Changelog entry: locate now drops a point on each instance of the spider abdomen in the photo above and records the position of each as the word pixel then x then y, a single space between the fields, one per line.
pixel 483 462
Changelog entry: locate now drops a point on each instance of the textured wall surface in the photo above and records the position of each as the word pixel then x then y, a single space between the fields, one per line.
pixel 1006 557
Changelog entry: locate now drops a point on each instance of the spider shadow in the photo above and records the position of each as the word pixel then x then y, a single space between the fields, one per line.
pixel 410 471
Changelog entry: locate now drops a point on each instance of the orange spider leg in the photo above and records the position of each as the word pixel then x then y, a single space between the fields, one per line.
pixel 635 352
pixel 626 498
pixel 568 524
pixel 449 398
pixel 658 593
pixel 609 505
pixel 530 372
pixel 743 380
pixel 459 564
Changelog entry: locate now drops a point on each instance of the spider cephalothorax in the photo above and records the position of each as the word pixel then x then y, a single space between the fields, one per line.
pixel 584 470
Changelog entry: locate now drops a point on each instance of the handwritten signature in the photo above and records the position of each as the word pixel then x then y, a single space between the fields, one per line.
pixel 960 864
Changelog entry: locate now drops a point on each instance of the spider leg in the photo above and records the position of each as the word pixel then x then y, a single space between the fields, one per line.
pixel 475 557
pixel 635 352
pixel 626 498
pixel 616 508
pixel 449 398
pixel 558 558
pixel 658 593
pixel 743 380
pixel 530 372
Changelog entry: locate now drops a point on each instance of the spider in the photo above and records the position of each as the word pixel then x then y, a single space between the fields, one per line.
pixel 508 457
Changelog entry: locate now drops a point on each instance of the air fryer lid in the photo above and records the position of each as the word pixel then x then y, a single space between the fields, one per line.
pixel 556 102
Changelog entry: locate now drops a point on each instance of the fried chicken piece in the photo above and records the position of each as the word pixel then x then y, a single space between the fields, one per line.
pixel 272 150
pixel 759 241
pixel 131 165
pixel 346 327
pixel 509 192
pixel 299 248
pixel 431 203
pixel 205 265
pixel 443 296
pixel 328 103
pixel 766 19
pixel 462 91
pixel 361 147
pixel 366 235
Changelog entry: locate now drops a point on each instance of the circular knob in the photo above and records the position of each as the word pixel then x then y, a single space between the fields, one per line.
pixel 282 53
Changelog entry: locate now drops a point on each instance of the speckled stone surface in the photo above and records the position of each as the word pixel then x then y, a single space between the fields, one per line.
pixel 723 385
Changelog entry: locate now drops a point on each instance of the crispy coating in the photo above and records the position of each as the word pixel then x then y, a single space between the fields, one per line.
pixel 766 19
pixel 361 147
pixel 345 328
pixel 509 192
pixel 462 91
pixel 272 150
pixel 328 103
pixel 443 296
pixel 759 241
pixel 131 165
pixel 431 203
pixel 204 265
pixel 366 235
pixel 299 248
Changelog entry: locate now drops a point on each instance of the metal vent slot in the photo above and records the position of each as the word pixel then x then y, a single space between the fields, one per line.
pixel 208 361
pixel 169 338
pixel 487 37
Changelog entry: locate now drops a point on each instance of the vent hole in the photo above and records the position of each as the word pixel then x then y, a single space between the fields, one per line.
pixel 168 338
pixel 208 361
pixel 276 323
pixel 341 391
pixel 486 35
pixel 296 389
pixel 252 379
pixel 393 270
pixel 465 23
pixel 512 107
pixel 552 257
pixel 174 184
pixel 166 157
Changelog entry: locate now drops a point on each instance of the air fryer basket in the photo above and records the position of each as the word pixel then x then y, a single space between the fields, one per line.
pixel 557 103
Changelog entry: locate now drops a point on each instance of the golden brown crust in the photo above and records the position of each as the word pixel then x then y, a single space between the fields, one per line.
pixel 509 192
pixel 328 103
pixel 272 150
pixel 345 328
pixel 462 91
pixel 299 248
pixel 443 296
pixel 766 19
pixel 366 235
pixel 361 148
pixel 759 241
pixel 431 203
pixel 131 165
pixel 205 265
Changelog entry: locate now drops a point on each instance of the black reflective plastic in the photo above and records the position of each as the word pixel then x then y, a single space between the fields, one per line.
--
Write down every line of the listing above word for word, leaving nothing out and adding nothing.

■ RESULT OF THE EXERCISE
Changelog entry: locate now drops a point on each instance of the spider abdomen in the photo above and records the position of each as the word pixel then x then y, a single space between the fields, one per line.
pixel 483 462
Changelog entry: locate now drops a point on each instance of the textured wall surface in the photo above and records the position of each as the word pixel then x then y, a single space between the fields, one per line.
pixel 1006 557
Changelog entry: locate now drops a point on each instance of the spider shadow in the photo above and records the position of each as the word pixel then x then y, a single space between the fields, one per line.
pixel 410 471
Changelog entry: locate now drops a point on each instance of the orange spider leg in the photo above and records the position of each as the word pixel then x then y, a single space between the fields, one per line.
pixel 635 352
pixel 626 498
pixel 568 524
pixel 449 398
pixel 658 593
pixel 609 505
pixel 530 372
pixel 743 380
pixel 459 564
Changelog entry: locate now drops a point on each instance of the spider cephalothorax in the photo above and records the position of each as the word pixel then x then y, a single space between the fields, one per line.
pixel 584 470
Changelog entry: locate now drops a point on each instance of the handwritten signature in the photo above and records the position of each as the word pixel then x then y, a single space between the fields, one per line.
pixel 960 864
Changelog entry: locate now drops a point on each instance of the spider leg in the photo above and records the position of each as the word pixel then x then y, a single space between the fields, one per line.
pixel 475 557
pixel 635 352
pixel 626 498
pixel 616 508
pixel 449 398
pixel 558 558
pixel 658 593
pixel 743 380
pixel 530 372
Changelog entry: locate now drops a point on each instance of the spider in the photo above and records the position of each as the word pixel then x then y, a single space between the fields, one per line.
pixel 508 457
Changelog entry: locate now drops a point on each instance of the air fryer lid in the photo above and records the position of each as the word pixel then x then y, a single space between the fields, one per line.
pixel 556 102
Changelog entry: locate now drops a point on each instance of the fried chicken piece in the photo above and records the position of each as the word pixel then x then y, a single space between the fields, one per line.
pixel 272 150
pixel 759 241
pixel 131 165
pixel 346 327
pixel 509 192
pixel 299 248
pixel 431 203
pixel 205 265
pixel 443 296
pixel 328 103
pixel 766 19
pixel 462 91
pixel 361 147
pixel 366 235
Changelog entry: locate now drops a point on each instance of the circular knob in the photo above and records the position of each as the word pixel then x then y, a single space between the fields, one per line.
pixel 282 53
Changelog entry: locate now drops a point on each instance of the speckled stone surface in the photo above and records the position of each as the word pixel then x then y, a single space between the fields, one per line.
pixel 723 385
Changelog entry: locate now drops a point on each instance of the crispy coating in the photo above and records the position of each as the word pixel then x then y, a single space between the fields, one per line.
pixel 766 19
pixel 361 147
pixel 345 328
pixel 509 192
pixel 462 91
pixel 272 150
pixel 328 103
pixel 443 296
pixel 759 241
pixel 131 165
pixel 431 203
pixel 204 265
pixel 366 235
pixel 299 248
Changelog entry: locate now drops a point on each instance of the metal vent slot in the photo above and records the position of each as the word pixel then x then y, a single space between the fields, one per line.
pixel 208 361
pixel 169 338
pixel 487 37
Changelog entry: locate now drops a point on each instance of the vent hole in the photo above and records the position of each as the word pixel then x then y, a single space between the fields, one per line.
pixel 168 338
pixel 208 361
pixel 276 323
pixel 341 391
pixel 486 35
pixel 296 389
pixel 252 379
pixel 393 270
pixel 465 23
pixel 512 107
pixel 552 257
pixel 174 184
pixel 166 157
Changelog entry: locate now drops a point on each instance of the air fryer basket in the photo above and records the position of each as the word pixel then x then y, a single space between the fields, one per line.
pixel 557 103
Changelog entry: locate now drops a point on each instance of the golden brown crust in the photo above and records the position of each as the word pixel then x then y, a single space between the fields, one per line.
pixel 509 192
pixel 328 103
pixel 272 150
pixel 345 328
pixel 462 91
pixel 299 248
pixel 443 296
pixel 766 19
pixel 366 235
pixel 361 148
pixel 759 241
pixel 431 203
pixel 131 165
pixel 205 265
Changelog entry: locate now drops a point on each instance of the black reflective plastic in the photo above and records the position of each as the word pixel then x then y, a single space between the fields, one per line.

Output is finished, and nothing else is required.